## GIVEN TEXT
◆ ◆ ◆ ◆
Searching for my soul in Jerusalem

I don’t know what happened somewhere between New Zealand and New York, but it is clear I am unraveling, piece by piece.

I have been living in The Big Banana for going on three years. Days turn into weeks, which turn into so many countless nights I can’t remember. Something about this city that never sleeps, that whips you into an insomniac. With each cocktail club, I explore all the same emotions, and each museum reveals the same tragic history. Something has to give right? This can’t possibly be sustainable?

WRONG. Nothing gives, you just eventually break.

Until one day your friend returns from the trip of a lifetime, glowing and encouraging you to do it. Now I am not one to just do something I am told, unless what I am being asked to do it risk-taking. A reasonable person would say, “No, you can’t possibly go on birthright when you’re not Jewish”. However I am not most people, and curiosity will take me on a trip across the dead sea for ten glorious days.

I cannot tell you how many nights I carried guilt leading up to this trip, however I was sincere in my application when I said I was looking into converting. What did I care for Christianity anyways? It let me down in Texas, New Zealand and probably anywhere else I would give it a chance. My grandmother converted, so why shouldn’t I? I am a divine creature of the universe, desperately seeking explanation, so I will take whatever path life throws at me.

Boarding the El Al Airlines plane was a trip in itself. I was filtered through TSA and customs pulled me and one other young male blonde aside. This was actually the most nerve-wracking part for me because I felt like it was the final part of the interview to get on this trip into Israel. We went through a series of questions before being pulled aside, and directed toward a smaller room where they would perform an explosive bomb check on our baggage. Despite my lack of explosives, I kept thinking this would be the pre-check that denied me entry into their holy land and thus smashed this dream into reality.

Well, needless to day I made it after just a bit of called-for harassment, and here I am, three days later, heading to the holy city. So far I’ve made friends easily, however I’m sure there are occasional stares and side remarks about my real heritage. How does one really define being Jewish anyway? Like I said, an enormous weight of guilt will follow me into every city as I realize I do not belong. In the meantime, the entire bus of 26 people has graciously accepted me as one of their own. Together we will explore the culture of Israel in ten jam-packed days.
◆ ◆ ◆ ◆
## EXTRACTED RECORDS
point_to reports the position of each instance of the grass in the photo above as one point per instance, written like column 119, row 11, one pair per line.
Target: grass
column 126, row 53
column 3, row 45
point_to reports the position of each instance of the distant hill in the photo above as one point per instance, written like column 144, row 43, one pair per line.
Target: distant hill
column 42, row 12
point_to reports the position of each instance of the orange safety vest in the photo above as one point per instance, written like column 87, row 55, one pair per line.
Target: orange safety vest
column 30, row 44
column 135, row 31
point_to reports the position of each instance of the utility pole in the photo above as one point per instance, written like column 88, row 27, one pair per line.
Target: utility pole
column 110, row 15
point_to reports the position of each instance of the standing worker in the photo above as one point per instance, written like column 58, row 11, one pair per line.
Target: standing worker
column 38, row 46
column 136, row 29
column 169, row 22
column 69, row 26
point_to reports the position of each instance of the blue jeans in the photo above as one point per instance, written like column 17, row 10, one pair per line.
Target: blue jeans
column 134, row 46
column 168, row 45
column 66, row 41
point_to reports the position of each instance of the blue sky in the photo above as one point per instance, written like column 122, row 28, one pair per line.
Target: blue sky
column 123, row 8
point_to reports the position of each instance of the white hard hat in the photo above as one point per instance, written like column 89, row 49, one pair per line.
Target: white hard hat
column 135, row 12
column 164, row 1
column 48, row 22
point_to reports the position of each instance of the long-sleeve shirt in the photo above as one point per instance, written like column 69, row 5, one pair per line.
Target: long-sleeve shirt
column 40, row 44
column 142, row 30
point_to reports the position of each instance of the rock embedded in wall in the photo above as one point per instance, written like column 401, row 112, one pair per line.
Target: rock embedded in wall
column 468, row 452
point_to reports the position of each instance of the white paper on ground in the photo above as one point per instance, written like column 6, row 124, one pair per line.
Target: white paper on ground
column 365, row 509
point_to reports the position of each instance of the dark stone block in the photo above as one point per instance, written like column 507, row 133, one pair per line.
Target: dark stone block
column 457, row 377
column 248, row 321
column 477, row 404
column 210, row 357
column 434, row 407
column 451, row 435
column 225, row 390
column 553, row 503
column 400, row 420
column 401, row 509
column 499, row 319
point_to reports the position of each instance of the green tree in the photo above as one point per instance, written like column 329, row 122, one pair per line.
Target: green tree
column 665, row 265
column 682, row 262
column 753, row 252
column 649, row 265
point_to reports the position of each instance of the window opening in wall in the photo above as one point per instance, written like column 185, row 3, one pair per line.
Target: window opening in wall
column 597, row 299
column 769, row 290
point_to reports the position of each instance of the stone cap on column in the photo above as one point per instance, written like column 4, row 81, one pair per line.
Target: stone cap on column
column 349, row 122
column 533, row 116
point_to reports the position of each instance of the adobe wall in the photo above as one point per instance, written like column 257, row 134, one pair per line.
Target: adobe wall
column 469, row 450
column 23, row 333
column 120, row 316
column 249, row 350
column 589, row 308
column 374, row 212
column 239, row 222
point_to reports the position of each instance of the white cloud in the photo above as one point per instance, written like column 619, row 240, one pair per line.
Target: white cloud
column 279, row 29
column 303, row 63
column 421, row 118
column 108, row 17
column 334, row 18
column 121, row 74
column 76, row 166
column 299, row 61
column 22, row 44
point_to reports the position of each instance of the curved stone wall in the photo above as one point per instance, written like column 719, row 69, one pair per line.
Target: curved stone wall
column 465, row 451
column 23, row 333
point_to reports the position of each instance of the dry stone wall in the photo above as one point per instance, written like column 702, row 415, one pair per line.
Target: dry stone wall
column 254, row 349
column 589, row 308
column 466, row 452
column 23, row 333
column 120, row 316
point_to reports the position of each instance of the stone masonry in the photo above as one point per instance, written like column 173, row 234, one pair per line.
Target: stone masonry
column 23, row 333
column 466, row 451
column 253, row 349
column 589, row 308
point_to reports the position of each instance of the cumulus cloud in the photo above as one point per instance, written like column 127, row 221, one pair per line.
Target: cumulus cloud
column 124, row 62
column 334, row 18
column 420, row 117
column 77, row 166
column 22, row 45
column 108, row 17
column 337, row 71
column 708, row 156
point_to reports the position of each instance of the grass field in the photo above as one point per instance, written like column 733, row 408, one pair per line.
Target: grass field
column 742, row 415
◆ ◆ ◆ ◆
## ACTION ITEM
Copy the Jerusalem travel essay word for word, from "Well, needless to" up to and including "ten jam-packed days.".

## YOUR SOLUTION
Well, needless to day I made it after just a bit of called-for harassment, and here I am, three days later, heading to the holy city. So far I’ve made friends easily, however I’m sure there are occasional stares and side remarks about my real heritage. How does one really define being Jewish anyway? Like I said, an enormous weight of guilt will follow me into every city as I realize I do not belong. In the meantime, the entire bus of 26 people has graciously accepted me as one of their own. Together we will explore the culture of Israel in ten jam-packed days.